## Goal 1
In the matrix proof excerpt, into which two parts is the matrix split first?

## Page excerpt
====================

Another simple way to prove the identity goes like this.

You first split the matrix into diagonal and non-diagonal parts: $$\begin{pmatrix}1 & 1\\ 0 & 1\end{pmatrix} = I_{2} + A = \begin{pmatrix}1 & 0\\ 0 & 1\end{pmatrix} + \begin{pmatrix}0 & 1\\ 0 & 0\end{pmatrix} $$ Using the fact: $$ A^2 = \begin{pmatrix}0 & 1\\ 0 & 0\end{pmatrix}^2 = \begin{pmatrix}0 & 0\\ 0 & 0\end{pmatrix} = 0. $$ Binomial theorem immediately give you $(I_{2}+A)^n = I_{2} + n A + \binom{n}{2} A^2 + ... = I_{2} + n A$.

====================

## Goal 2
Gather every line of the entries below that contains the word "white".

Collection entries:
====================

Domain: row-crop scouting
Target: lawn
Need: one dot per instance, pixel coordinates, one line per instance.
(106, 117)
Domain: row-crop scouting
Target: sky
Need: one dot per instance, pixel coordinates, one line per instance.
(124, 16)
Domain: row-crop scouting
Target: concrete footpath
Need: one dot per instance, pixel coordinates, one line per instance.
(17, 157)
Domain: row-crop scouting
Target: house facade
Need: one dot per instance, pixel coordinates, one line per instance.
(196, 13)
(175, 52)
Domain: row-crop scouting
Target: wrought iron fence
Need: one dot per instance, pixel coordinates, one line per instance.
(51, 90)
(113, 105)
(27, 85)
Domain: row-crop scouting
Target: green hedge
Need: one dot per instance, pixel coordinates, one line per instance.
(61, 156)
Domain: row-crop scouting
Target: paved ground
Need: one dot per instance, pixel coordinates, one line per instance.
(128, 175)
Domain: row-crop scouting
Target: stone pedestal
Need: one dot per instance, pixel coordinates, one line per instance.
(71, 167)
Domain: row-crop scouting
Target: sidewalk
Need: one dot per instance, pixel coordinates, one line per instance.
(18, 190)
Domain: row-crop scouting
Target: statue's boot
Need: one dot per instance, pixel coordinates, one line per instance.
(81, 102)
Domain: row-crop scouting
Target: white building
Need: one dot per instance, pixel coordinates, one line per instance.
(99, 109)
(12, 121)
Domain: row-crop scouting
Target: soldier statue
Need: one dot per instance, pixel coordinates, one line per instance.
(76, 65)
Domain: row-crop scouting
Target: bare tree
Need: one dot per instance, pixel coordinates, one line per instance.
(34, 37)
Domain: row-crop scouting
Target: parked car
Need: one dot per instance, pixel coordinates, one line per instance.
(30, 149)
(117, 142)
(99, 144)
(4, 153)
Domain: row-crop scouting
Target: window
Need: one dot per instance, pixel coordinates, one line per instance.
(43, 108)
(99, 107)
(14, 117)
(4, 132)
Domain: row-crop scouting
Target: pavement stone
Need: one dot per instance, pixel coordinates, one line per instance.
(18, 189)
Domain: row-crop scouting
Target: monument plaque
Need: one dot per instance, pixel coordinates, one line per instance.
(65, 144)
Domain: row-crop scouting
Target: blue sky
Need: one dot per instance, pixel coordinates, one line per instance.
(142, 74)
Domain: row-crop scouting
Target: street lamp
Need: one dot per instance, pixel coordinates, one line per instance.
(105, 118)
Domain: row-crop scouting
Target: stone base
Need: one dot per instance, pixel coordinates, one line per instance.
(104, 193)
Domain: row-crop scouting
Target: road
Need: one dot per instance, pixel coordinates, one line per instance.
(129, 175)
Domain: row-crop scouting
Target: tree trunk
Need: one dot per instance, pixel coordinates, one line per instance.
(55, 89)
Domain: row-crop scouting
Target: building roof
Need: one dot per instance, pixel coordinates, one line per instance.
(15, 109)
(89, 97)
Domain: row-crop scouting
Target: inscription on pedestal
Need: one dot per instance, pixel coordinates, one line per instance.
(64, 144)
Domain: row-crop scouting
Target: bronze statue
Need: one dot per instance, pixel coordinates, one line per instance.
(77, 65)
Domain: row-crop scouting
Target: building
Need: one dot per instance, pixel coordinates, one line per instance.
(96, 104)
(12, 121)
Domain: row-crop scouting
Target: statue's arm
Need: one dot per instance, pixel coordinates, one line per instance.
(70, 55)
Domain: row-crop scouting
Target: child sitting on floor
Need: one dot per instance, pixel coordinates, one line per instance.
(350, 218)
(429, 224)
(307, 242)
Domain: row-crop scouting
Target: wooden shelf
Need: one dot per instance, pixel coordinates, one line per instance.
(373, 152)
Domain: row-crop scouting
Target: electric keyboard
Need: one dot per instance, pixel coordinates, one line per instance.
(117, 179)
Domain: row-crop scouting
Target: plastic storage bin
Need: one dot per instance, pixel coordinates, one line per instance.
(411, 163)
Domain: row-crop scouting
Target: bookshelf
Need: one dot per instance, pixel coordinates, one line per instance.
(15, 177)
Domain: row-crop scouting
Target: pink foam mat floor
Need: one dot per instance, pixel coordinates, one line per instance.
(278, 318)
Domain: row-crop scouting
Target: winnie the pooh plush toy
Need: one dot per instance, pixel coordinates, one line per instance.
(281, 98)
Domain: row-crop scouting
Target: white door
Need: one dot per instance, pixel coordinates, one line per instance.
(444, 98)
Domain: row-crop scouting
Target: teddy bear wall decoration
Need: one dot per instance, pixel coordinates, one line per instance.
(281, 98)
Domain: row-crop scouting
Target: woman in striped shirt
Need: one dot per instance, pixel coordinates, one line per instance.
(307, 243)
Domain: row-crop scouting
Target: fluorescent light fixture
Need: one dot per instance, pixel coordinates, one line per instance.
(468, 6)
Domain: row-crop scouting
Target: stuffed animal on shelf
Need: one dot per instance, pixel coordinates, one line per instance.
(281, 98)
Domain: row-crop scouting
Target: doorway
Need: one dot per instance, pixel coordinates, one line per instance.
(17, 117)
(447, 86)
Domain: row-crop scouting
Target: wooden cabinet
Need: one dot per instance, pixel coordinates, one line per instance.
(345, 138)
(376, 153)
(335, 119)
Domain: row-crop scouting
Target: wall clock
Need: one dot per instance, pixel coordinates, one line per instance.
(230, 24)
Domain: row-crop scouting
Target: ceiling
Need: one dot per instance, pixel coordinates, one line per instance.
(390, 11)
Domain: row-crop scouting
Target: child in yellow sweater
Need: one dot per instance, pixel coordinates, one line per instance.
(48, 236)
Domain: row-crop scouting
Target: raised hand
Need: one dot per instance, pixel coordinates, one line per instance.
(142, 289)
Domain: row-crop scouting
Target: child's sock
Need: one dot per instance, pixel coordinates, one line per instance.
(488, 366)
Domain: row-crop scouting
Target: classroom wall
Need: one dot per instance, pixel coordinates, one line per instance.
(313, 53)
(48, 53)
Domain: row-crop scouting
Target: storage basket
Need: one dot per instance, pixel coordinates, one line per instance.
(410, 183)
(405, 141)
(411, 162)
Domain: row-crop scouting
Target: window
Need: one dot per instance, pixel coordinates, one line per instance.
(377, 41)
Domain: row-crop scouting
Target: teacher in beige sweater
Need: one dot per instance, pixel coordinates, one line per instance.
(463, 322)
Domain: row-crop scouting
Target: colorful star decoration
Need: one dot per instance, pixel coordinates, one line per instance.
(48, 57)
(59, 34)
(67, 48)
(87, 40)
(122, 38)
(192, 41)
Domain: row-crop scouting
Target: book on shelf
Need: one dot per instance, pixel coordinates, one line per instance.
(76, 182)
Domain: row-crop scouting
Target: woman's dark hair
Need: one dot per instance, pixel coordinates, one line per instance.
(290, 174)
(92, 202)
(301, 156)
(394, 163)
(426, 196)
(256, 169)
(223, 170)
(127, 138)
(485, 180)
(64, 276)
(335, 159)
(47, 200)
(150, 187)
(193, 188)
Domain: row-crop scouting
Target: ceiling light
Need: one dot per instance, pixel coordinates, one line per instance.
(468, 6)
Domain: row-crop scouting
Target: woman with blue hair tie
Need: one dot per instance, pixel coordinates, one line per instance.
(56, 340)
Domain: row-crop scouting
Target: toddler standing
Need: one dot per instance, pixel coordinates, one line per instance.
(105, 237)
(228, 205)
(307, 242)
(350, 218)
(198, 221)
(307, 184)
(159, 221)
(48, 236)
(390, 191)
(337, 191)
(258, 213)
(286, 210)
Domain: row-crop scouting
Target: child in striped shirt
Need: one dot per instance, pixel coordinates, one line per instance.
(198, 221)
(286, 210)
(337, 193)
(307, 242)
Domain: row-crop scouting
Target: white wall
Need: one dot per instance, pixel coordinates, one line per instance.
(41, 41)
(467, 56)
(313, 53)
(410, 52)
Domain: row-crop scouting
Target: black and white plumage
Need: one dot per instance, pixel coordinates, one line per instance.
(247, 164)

====================

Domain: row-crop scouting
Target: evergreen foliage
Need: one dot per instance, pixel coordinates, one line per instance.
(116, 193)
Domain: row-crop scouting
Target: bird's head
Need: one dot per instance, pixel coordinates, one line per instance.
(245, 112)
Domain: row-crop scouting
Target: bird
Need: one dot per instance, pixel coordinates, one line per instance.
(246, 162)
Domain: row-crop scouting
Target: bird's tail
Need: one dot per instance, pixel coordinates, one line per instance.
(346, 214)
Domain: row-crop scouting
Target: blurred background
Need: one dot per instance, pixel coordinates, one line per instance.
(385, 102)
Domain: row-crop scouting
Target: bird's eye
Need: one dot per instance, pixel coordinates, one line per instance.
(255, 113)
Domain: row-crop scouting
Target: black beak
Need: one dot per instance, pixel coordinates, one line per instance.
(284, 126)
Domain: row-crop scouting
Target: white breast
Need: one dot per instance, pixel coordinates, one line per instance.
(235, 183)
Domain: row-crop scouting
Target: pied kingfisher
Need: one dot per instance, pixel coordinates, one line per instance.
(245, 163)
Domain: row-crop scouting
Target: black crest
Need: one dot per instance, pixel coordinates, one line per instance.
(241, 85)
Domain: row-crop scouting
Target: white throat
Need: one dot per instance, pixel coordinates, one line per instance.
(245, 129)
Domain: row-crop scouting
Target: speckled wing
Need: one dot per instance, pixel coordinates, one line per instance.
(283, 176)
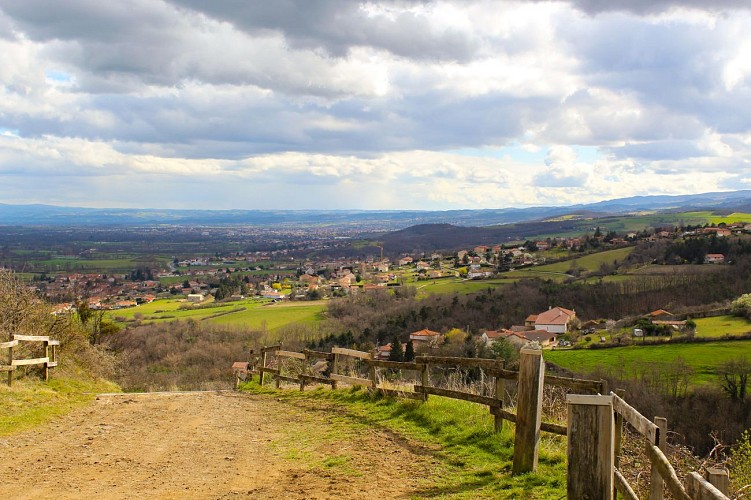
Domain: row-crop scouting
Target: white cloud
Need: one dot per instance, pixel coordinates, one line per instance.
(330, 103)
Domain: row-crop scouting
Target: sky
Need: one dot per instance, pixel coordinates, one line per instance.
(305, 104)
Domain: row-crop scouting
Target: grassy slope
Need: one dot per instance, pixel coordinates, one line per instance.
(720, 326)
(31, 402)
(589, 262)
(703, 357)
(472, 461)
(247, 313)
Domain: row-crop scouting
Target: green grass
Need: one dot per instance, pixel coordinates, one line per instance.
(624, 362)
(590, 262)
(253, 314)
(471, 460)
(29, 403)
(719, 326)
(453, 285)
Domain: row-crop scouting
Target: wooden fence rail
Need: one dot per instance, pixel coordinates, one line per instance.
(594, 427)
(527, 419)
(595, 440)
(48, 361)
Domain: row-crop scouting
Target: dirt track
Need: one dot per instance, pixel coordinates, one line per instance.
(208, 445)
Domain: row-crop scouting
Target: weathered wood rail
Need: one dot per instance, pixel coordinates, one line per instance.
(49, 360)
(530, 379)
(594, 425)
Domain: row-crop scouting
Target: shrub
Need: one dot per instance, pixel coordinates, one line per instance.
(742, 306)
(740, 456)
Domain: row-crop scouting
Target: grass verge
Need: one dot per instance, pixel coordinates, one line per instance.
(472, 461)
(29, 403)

====================

## Final answer 1
It is split into diagonal and non-diagonal parts.

## Final answer 2
Target: white building
Target: white door
Target: white wall
Target: black and white plumage
Target: white breast
Target: white throat
Target: white cloud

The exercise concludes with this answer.